WHAT IS NEEDED> Reproduce the records below, changing every instance of "photograph" to "image" and keeping everything else unchanged. Leave the pictures out of your answer.

[Portion of a data file]

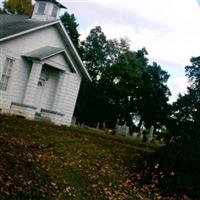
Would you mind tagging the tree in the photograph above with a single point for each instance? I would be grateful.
(70, 24)
(153, 107)
(20, 7)
(185, 121)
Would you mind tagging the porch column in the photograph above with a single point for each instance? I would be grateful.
(61, 91)
(31, 88)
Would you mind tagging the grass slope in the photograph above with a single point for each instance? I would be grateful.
(44, 161)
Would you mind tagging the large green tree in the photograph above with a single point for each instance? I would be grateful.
(185, 121)
(20, 7)
(153, 107)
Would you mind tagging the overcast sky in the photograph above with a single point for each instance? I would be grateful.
(169, 29)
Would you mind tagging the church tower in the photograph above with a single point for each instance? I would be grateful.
(45, 10)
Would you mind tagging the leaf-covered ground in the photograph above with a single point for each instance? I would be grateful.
(44, 161)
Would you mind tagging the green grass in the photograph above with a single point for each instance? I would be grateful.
(44, 161)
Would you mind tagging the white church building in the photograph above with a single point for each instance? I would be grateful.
(40, 69)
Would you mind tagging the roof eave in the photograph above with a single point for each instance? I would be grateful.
(76, 55)
(27, 31)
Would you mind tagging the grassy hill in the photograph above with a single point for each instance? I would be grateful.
(44, 161)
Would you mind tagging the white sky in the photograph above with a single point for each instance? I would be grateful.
(169, 29)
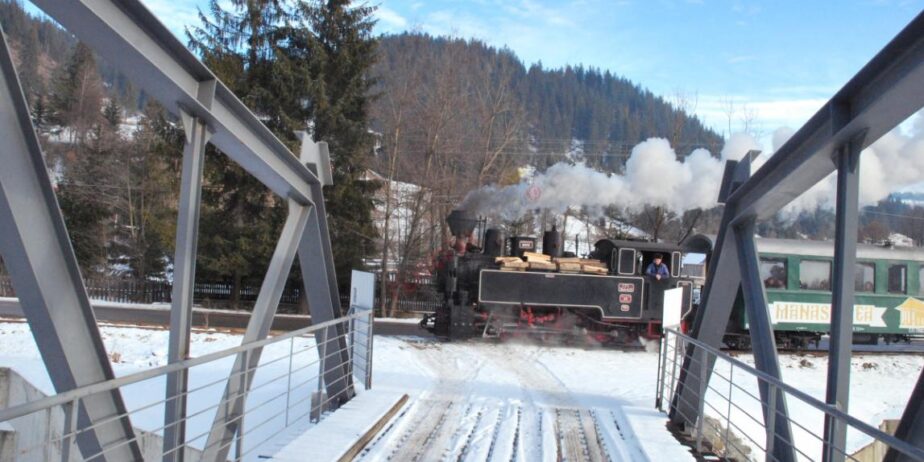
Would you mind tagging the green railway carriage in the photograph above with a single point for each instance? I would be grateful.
(797, 275)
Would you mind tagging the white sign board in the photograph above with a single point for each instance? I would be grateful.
(673, 308)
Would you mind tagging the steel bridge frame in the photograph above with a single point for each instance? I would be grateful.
(41, 262)
(888, 90)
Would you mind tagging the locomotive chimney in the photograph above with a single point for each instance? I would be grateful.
(493, 242)
(461, 223)
(551, 243)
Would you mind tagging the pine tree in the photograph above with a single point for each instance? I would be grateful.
(82, 192)
(340, 52)
(77, 93)
(241, 218)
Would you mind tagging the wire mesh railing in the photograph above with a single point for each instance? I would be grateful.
(731, 421)
(289, 384)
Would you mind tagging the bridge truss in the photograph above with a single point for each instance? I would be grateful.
(41, 262)
(887, 91)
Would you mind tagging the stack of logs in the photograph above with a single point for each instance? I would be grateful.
(538, 261)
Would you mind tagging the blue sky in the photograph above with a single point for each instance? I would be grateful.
(778, 60)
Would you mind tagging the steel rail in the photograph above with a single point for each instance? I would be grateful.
(109, 385)
(130, 38)
(897, 444)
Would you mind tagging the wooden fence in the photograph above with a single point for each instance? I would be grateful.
(417, 296)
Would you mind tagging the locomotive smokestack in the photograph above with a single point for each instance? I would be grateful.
(552, 243)
(461, 222)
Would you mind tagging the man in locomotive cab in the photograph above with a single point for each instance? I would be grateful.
(657, 270)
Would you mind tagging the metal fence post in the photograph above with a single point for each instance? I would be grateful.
(289, 377)
(700, 421)
(771, 418)
(239, 441)
(71, 410)
(369, 338)
(662, 370)
(731, 376)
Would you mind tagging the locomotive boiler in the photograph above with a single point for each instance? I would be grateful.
(521, 285)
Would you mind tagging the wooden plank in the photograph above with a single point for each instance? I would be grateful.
(542, 265)
(532, 256)
(361, 443)
(507, 259)
(590, 269)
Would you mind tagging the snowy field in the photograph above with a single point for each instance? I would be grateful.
(476, 400)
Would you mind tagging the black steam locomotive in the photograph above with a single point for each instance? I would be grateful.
(620, 305)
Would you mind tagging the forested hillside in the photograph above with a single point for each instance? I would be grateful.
(442, 115)
(536, 112)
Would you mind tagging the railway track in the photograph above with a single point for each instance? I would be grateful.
(456, 431)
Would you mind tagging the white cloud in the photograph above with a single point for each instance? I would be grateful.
(390, 19)
(176, 14)
(766, 113)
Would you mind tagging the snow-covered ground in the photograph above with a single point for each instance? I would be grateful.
(880, 386)
(478, 400)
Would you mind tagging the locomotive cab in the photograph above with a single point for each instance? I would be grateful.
(631, 258)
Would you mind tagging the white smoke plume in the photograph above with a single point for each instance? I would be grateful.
(654, 176)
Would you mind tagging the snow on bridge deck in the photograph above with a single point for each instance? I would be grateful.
(486, 401)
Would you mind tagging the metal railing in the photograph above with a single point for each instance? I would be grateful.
(734, 425)
(287, 387)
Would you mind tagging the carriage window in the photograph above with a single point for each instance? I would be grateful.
(815, 275)
(773, 272)
(865, 277)
(897, 278)
(921, 280)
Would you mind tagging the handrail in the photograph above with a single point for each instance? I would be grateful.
(109, 385)
(867, 429)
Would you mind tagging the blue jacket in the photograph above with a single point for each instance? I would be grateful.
(655, 270)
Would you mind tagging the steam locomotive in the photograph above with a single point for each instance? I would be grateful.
(619, 306)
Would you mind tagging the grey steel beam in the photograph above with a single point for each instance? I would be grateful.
(131, 38)
(882, 95)
(911, 426)
(763, 344)
(40, 259)
(320, 278)
(315, 276)
(184, 278)
(228, 417)
(718, 298)
(709, 326)
(845, 257)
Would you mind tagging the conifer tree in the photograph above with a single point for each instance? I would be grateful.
(340, 52)
(241, 217)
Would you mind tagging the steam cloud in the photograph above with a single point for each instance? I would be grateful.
(654, 176)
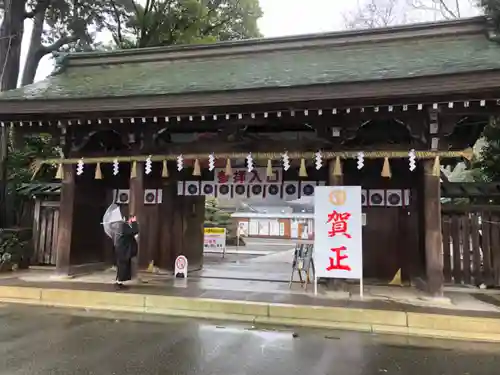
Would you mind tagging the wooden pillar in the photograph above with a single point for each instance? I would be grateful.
(136, 207)
(432, 230)
(66, 216)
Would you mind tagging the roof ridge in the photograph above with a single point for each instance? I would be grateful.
(424, 29)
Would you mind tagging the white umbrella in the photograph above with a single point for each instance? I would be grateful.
(112, 217)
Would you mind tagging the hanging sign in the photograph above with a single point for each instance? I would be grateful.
(214, 239)
(181, 266)
(258, 176)
(338, 232)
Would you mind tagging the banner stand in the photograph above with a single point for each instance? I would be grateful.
(361, 287)
(338, 222)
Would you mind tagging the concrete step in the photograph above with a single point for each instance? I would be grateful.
(474, 327)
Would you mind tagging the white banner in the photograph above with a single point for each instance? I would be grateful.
(338, 232)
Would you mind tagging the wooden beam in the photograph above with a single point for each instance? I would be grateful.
(66, 215)
(432, 230)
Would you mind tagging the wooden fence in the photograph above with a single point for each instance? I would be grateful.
(45, 225)
(471, 244)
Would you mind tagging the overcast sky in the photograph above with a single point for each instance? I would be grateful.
(288, 17)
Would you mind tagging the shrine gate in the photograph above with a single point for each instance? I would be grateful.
(378, 108)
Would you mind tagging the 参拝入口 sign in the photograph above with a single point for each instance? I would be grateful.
(338, 232)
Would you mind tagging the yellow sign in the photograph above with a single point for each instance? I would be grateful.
(337, 197)
(213, 230)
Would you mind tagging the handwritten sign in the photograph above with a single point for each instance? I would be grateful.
(214, 239)
(338, 232)
(181, 266)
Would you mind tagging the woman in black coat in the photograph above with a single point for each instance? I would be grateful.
(125, 249)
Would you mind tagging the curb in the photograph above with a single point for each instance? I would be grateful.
(355, 319)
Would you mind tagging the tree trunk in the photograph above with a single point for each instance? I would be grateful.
(36, 50)
(11, 36)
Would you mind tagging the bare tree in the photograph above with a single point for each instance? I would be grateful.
(375, 13)
(382, 13)
(447, 9)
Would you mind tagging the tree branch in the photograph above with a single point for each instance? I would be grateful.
(119, 35)
(41, 6)
(65, 39)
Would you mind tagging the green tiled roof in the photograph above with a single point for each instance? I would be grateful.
(307, 65)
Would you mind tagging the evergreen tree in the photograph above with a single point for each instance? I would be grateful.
(488, 162)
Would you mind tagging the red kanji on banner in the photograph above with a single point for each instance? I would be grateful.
(255, 177)
(339, 223)
(335, 261)
(222, 178)
(239, 177)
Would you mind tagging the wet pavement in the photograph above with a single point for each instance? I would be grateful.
(46, 341)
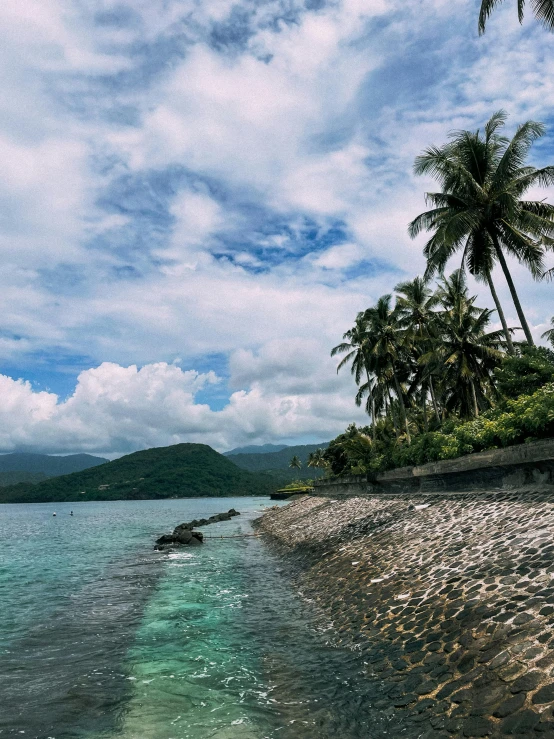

RESULT OF THE TASK>
Would you mind tagging the tree in the image above with a single point for each instance? I would be grateful.
(70, 24)
(153, 107)
(20, 7)
(185, 121)
Would you mind tagging the porch column in the image above with a single point for each instance? I would be grateful.
(61, 91)
(31, 88)
Would you mind tagging the grass slope in the image above with a single point for each instance? I would be grateful.
(44, 161)
Would you mind tagging the large green tree in the image above with a single point for each instance? I would be grateful.
(185, 121)
(20, 7)
(153, 107)
Would you mind tagging the overcast sky in the image above with a single point for each instance? I would be grateful.
(169, 29)
Would you mind tagging the church tower in the image above with a single point for each instance? I would be grateful.
(45, 10)
Would you mind tagging the leaf-covered ground in the image above with a single point for each instance? I would be grateful.
(44, 161)
Would you mind tagging the green grass in the image above with a single point for each instance? I would be grateful.
(44, 161)
Would you mind tagging the white church building in the image above with a single point for each instance? I would be grateful.
(40, 69)
Would you mind tagging the roof eave in the image above with a single point for each instance? I would be grateful.
(76, 55)
(27, 31)
Would you mind tagging the grassy hill in the image above with a single point for each instance? I would be grateful.
(44, 161)
Would you mind tagging the white sky in the image above with a single point for each instance? I would be grateful.
(169, 29)
Would you mind tagging the green railway carriage in the image above with a single point for each instance? I would be grateful.
(797, 275)
Would you mind tagging the white sign board in the image above with a single point for each instance? I would be grateful.
(673, 308)
Would you mind tagging the steel bridge frame in the image above with a single point for each instance? I would be grateful.
(41, 262)
(888, 90)
Would you mind tagging the locomotive chimney in the image above with a single point for each instance? I would be grateful.
(493, 242)
(461, 223)
(551, 243)
Would you mind tagging the pine tree in the image above with a single point for each instance? I would be grateful.
(82, 192)
(340, 52)
(77, 93)
(241, 218)
Would you mind tagging the wire mesh railing in the image above with a single point for each instance? I would be grateful.
(731, 421)
(289, 384)
Would you mind tagging the bridge truss in the image above with a single point for each instance? I would be grateful.
(41, 262)
(887, 91)
Would you mind tagging the stack of logs in the image above with a single point for each instance? I would be grateful.
(538, 261)
Would you mind tagging the blue sky in the image above with a single point for each instance? I would be grateful.
(778, 60)
Would you mind tagging the steel rail in the image above with a single point for each instance? I would be grateful.
(109, 385)
(130, 38)
(897, 444)
Would you mind tagging the wooden fence in the image above with a single point for each instance? I would be grateful.
(417, 296)
Would you mind tagging the locomotive smokestack in the image above with a single point for each instance? I would be grateful.
(552, 243)
(461, 222)
Would you mind tagging the man in locomotive cab in the image above with a single point for each instance? I would be grateful.
(657, 270)
Would you mind tagging the metal fence post in the image above with a single point for each instance? I would be grateful.
(289, 377)
(700, 421)
(771, 418)
(239, 441)
(71, 410)
(369, 338)
(662, 370)
(731, 376)
Would you mind tagging the locomotive boiler in the image above with a single point for each instance? I would be grateful.
(521, 285)
Would you mind tagging the wooden plank in the image above with a single point for each instance? I would be grateful.
(542, 265)
(532, 256)
(361, 443)
(507, 259)
(590, 269)
Would you mind tagging the snowy field in the image above with a single point for each instance? I would be grateful.
(476, 400)
Would you mind tagging the black steam locomotive in the image above with a single point for each instance? I would be grateful.
(620, 305)
Would you mind tagging the forested hillside in the image above with a single point for each instance? I would be grateful.
(442, 115)
(536, 112)
Would you mind tagging the railway track in the image above with a single point for each instance? I would be grateful.
(456, 431)
Would you mind tagging the white cloud in the image above with a single point for each instance? I would be grateful.
(390, 19)
(176, 14)
(766, 113)
Would you mind tagging the snow-covered ground in the image above with a single point for each instance? I would be grateful.
(880, 386)
(478, 400)
Would you mind tagging the locomotive cab in the image above with a single point for each instance? I would be grateful.
(631, 258)
Would you mind tagging the white smoke plume in the image above with a single point for each instance? I would be grateful.
(654, 176)
Would you mind tagging the snow on bridge deck in the image above with a single point for each instance? I would be grateful.
(486, 401)
Would you mind tagging the metal railing in the image above with a single point for each instance? I would be grateful.
(734, 425)
(287, 387)
Would you mind tagging the carriage window in the image above with a single point for each instance? I would be grateful.
(815, 275)
(773, 272)
(865, 277)
(897, 278)
(921, 280)
Would you mind tagging the handrail in the image above with a single point for each instance? I would be grateful.
(109, 385)
(867, 429)
Would you mind tagging the blue jacket in the image above with a single point for each instance? I would be grateful.
(655, 270)
Would you mind tagging the steam locomotive in the image above with a single point for each instance? I would be grateful.
(619, 306)
Would you mind tagging the grey steel beam in the image above with a single point for each instance? I would be grateful.
(131, 38)
(882, 95)
(911, 426)
(763, 344)
(40, 259)
(320, 278)
(315, 276)
(184, 278)
(228, 417)
(718, 298)
(709, 326)
(845, 257)
Would you mind tagging the conifer tree in the image above with a single point for each instance? I would be grateful.
(340, 52)
(241, 217)
Would you mind tagging the steam cloud in the image above with a single point for each instance? I would be grateful.
(654, 176)
Would you mind tagging the wooden pillar in the image above with a single point for each instance? I would be grateful.
(136, 207)
(432, 230)
(66, 216)
Would you mind tagging the roof ridge in the image above with a single point for each instance? I would be grateful.
(424, 29)
Would you mind tagging the white umbrella in the image above with a single point for each instance? I would be grateful.
(112, 217)
Would you mind tagging the hanging sign in the image above with a single point for each instance? I would be grateful.
(214, 239)
(181, 266)
(258, 176)
(338, 232)
Would you mind tagging the banner stand in the image above with a single point for each instance? I would be grateful.
(361, 287)
(338, 222)
Would you mind tagging the concrete step in the image above with a single point for each instance? I would be grateful.
(474, 327)
Would you mind tagging the white banner in the image above with a single point for each instance? I would be grateful.
(338, 232)
Would you mind tagging the wooden beam in the image above with a single point for each instance? I would be grateful.
(66, 215)
(432, 230)
Would you mind tagging the wooden fence in the image above with a single point for each instance? I would be grateful.
(45, 225)
(471, 244)
Would you mind tagging the overcast sky in the image above with a single point for each instance? I would be grateful.
(288, 17)
Would you mind tagging the shrine gate in the image above with a single point for each instance? I would be grateful.
(378, 108)
Would you mind tagging the 参拝入口 sign in the image above with a single point for each instance? I would be grateful.
(338, 232)
Would you mind tagging the yellow sign in the image above with a single point for each instance? I would be grateful.
(337, 197)
(213, 230)
Would you mind tagging the handwritten sign in the image above with a single point for each instance? I would be grateful.
(214, 239)
(338, 232)
(181, 266)
Would you mind tagging the woman in black coat in the image above with a single point for each instance? I would be grateful.
(125, 249)
Would you mind tagging the curb in the image above with a single point for each instance? I would be grateful.
(355, 319)
Would you mind tagging the tree trunk in the image above with a single point for each instance? I would be grateful.
(36, 50)
(11, 36)
Would you mind tagging the bare tree in the image above with a single point for each instance? I would be grateful.
(375, 13)
(382, 13)
(447, 9)
Would you mind tagging the tree branch in the image above with a single point for each instance? I would be grateful.
(119, 35)
(41, 6)
(65, 39)
Would you mind tagging the green tiled roof in the image above with a single point for each instance? I would be grateful.
(307, 65)
Would you mind tagging the evergreen tree in the image above with a single point for each instance? I would be grateful.
(488, 162)
Would you mind tagging the red kanji on banner in the image above with a single point for each instance? I would be grateful.
(255, 177)
(339, 223)
(335, 261)
(222, 178)
(239, 177)
Would you mind tagging the wet pavement in the image above with a single point for each instance? I would be grateful.
(46, 341)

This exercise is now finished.